- _Tekst źródłowy_:
────────────────

Witam, jak to jest że podczas -20 st. C mamy zawartość wilgotność względną 100% a zawartość wilgoci jest na poziomie 1 g/kg. Jak to interpretować? czyli powietrze jest suche czy mokre? jaki jest związek? dzięki.
Witam, jak to jest że podczas -20 st. C mamy zawartość wilgotność względną 100% a zawartość wilgoci jest na poziomie 1 g/kg. Jak to interpretować? czyli powietrze jest suche czy mokre? jaki jest związek? dzięki.
link do i-x
wentylacja.com.pl/Projektowanie/WYKRES-MOLIERA-i-x-37280.html
skoro wilgotność względną masz na poziomie 100% to powietrze jest wilgotne - lecz względnie czyli w odniesieniu do danej temperatury (w niższej temperaturze powietrze jest w stanie "wchłonąć" mniejszą ilość wilgoci - wagowo),
dlatego pomimo dużej wilgotności względnej masz niewielką wilgotność bezwzględna i zawartość wilgoci w g/kg powietrza
to tak samo jakbys rozpuszczal cukier w szklance wody.

────────────────

- _Dane_:
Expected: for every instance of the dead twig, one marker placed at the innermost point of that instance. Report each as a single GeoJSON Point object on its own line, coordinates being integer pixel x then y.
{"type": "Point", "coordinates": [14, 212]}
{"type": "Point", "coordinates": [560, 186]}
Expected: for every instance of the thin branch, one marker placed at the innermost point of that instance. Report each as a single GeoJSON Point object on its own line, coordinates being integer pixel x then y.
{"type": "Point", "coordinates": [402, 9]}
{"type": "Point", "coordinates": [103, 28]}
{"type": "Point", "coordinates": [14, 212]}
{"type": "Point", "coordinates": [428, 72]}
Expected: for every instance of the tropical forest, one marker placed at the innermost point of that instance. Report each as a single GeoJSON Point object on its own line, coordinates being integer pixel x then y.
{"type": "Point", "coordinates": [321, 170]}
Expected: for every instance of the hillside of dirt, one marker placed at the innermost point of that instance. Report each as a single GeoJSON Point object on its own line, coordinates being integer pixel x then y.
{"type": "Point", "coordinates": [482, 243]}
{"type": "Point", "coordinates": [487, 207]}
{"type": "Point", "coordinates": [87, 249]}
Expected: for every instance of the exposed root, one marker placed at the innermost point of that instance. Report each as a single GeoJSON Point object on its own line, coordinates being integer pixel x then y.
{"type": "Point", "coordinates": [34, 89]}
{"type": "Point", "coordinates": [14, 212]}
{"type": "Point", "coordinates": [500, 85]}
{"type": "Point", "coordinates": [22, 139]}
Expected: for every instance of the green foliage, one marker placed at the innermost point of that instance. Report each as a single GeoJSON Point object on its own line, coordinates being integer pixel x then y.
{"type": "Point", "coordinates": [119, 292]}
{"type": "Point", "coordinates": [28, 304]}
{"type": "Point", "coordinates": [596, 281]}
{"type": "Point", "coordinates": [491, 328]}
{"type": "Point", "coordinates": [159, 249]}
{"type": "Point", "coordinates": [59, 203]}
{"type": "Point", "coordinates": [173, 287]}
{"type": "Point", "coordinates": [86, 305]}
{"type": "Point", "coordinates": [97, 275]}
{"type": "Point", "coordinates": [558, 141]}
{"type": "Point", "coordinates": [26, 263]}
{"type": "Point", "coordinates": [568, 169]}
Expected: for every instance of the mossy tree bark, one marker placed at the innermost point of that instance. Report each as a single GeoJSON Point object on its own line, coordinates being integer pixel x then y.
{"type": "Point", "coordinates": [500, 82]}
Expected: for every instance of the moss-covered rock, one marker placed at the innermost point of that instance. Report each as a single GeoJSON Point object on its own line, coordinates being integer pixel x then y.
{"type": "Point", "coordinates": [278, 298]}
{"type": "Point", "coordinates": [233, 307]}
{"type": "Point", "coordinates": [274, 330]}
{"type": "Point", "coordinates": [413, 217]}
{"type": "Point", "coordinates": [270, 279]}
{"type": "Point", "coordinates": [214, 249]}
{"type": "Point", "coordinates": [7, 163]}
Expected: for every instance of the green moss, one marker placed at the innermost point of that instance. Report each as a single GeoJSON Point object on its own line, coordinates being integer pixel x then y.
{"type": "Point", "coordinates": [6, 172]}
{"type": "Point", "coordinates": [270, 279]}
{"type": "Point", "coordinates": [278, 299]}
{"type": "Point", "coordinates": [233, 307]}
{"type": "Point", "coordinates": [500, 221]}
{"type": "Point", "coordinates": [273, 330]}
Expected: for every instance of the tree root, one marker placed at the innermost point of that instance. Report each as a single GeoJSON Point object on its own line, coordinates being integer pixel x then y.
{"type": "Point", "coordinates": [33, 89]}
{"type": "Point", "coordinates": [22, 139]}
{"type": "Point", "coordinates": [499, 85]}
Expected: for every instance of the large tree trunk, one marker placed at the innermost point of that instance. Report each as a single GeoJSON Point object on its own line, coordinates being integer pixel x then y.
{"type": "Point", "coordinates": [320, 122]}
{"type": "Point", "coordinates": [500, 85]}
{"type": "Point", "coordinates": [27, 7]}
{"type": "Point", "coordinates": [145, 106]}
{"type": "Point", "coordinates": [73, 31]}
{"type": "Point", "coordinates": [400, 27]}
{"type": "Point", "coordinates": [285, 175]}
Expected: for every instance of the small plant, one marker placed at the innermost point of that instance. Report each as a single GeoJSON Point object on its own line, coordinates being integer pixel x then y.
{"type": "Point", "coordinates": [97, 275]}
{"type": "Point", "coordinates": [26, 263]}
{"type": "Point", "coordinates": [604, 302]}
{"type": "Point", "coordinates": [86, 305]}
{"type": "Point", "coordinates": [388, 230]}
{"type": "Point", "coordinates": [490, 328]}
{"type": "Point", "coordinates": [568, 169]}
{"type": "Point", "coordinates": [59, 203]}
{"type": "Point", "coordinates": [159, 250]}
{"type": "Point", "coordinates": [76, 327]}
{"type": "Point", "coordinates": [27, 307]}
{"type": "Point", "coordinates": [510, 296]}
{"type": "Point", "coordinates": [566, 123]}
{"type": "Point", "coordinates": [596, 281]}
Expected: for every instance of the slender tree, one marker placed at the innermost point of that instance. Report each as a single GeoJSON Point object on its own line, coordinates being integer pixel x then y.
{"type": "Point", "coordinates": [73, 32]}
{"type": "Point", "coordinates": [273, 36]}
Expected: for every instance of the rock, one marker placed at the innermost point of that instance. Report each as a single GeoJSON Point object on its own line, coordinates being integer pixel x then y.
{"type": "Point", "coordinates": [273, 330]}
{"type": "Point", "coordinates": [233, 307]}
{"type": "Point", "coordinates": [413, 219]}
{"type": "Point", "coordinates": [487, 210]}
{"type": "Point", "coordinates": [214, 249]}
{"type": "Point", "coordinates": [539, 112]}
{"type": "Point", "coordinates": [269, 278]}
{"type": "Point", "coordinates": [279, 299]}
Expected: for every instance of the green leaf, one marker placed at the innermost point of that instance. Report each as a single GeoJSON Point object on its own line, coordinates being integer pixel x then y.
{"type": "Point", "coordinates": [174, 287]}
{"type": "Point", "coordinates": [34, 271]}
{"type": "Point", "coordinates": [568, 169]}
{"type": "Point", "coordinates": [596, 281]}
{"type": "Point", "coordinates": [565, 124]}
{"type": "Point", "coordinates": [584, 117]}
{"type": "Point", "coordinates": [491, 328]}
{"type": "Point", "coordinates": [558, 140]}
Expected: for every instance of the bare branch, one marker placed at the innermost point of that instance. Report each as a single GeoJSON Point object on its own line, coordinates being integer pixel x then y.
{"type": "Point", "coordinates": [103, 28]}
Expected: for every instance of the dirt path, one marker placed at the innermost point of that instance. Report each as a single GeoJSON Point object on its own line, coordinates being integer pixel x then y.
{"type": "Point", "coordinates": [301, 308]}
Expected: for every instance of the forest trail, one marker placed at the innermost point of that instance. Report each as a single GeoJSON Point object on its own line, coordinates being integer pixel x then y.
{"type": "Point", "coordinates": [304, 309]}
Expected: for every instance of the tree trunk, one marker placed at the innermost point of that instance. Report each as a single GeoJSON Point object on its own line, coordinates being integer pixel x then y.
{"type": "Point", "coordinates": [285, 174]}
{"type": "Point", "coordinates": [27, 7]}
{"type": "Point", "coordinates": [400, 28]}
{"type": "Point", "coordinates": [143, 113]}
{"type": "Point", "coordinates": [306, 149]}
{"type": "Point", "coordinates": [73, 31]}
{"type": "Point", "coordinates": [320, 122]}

────────────────

- _Polecenia_:
**1.** Przedstaw w dwóch zdaniach najważniejsze treści tekstu o wilgotności powietrza.
**2.** Oceń, czy poniższe stwierdzenia są zgodne z tekstem o wilgotności powietrza. Przy każdym odpowiedz „tak” lub „nie” i przytocz rozstrzygający fragment tekstu.
(a) W niższej temperaturze powietrze może wchłonąć większą ilość wilgoci.
(b) Przy -20 st. C zawartość wilgoci wynosi 1 g/kg.
(c) Mimo dużej wilgotności względnej wilgotność bezwzględna jest niewielka.

- _Odpowiedzi do poleceń_:
**1.** Pytający zauważa, że przy -20 st. C wilgotność względna wynosi 100%, a zawartość wilgoci tylko 1 g/kg, i chce wiedzieć, czy powietrze jest wtedy suche, czy mokre. W odpowiedzi wyjaśniono, że powietrze jest wilgotne względnie, czyli w odniesieniu do danej temperatury, bo w niższej temperaturze może wchłonąć mniejszą ilość wilgoci, dlatego mimo dużej wilgotności względnej wilgotność bezwzględna jest niewielka.

**2.**
(a) Nie: „w niższej temperaturze powietrze jest w stanie "wchłonąć" mniejszą ilość wilgoci”.
(b) Tak: „zawartość wilgoci jest na poziomie 1 g/kg”.
(c) Tak: „pomimo dużej wilgotności względnej masz niewielką wilgotność bezwzględna”.